- **SUPPLIED PASSAGE**:
Cryptocurrencies slumped mid-afternoon in Asia, extending a downbeat trading session overnight that saw many major tokens fall by nearly 10%.
Bitcoin and Ethereum were down as much as 7% in the last 24 hours, with the former falling below US$40,000 for the first time in a month and the latter below US$3,000 for the first time since late March. Bitcoin and Ethereum were down more than 5% each at US$40,136 and US$3,021 respectively.
A number of macro-economic factors were behind the global sell-off in equities, bonds and commodities, which triggered a risk-off mood in risk assets such as cryptocurrencies, market watchers told Forkast.
“A side effect of crypto markets maturing is an increased correlation with traditional markets,” said Justin d’Anethan, institutional sales director at Amber Group. “As more sophisticated investors and funds allocate to BTC or ETH, they manage that position in relation to others.”
The Dow Jones Industrial Average closed down 1.2% with the S&P 500 losing 1.7%. The Nasdaq Composite fell 2.2%.
“We’ve never had crypto in a seriously inflationary environment before,” said Andrew Sullivan, founder and writer for Asianmarketsense.com. The wider uncertainty adds to a tepid outlook, he added. “We certainly haven’t had it where you’ve got inflation, a war going on and a pandemic.”

- **GIVEN INFORMATION**:
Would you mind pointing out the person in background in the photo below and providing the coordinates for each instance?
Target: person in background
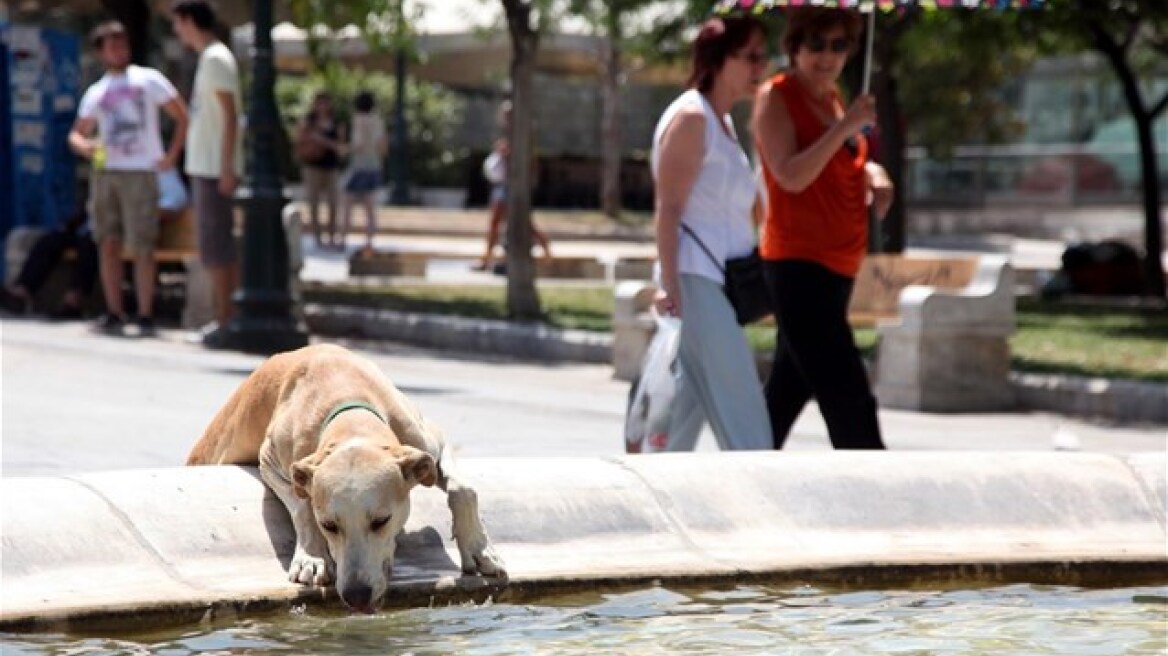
(819, 185)
(214, 155)
(494, 169)
(706, 193)
(48, 250)
(319, 144)
(367, 149)
(123, 109)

- **QUESTIONS**:
1. Copy from the cryptocurrency sell-off article the part that opens with the words containing "Bitcoin and Ethereum were down as" and closes with "and US$3,021 respectively.".
2. Write the next part of the article on the cryptocurrency sell-off, picking up after its final sentence.

- **RESPONSES FOR EACH TASK**:
1.
Bitcoin and Ethereum were down as much as 7% in the last 24 hours, with the former falling below US$40,000 for the first time in a month and the latter below US$3,000 for the first time since late March. Bitcoin and Ethereum were down more than 5% each at US$40,136 and US$3,021 respectively.

2.
Investors were shaken by concerns that an ongoing pandemic-related lockdown in Shanghai could disrupt global supply chains and dampen demand from the world’s second-largest economy.
More than 26 million residents in the city have been forbidden from leaving their homes for more than two weeks, with access to food restricted.
“They (Shanghai residents) are obviously more worried about food than they are about cosmetics or iPhones or computers,” said Sullivan, adding there was a “big concern” over the impact of a reduction in demand from the mainland.
Sullivan said investors were also skittish amid worries that high inflation could spark fresh rounds of policy tightening.
The Federal Reserve is expected to remain hawkish due to the country’s worst inflation run in 40 years. Its target policy rate was increased to between 0.25% to 0.50% in mid-March for the first time since 2018.
Higher fuel prices due to the ongoing conflict in Ukraine were another factor weighing on the outlook, according to Sullivan.
The rising cost of everyday goods could force retail investors to rethink their spending and investment patterns, as households stretched to the breaking point are forced to make difficult choices.
“A lot of people have bought Bitcoin or cryptocurrencies as an investment, as a hedge,” Sullivan said. “But when times become tight, they’re going to have to sell to use that income if the rates or the returns that they’re getting aren’t sufficient.”
Amber Group’s d’Anethan noted a silver lining to the developments.
“How long the downturn will last remains to be seen,” d’Anethan said. “But it might be that the pain brought on by macro markets is a blessing in disguise for the long-term crypto investor.”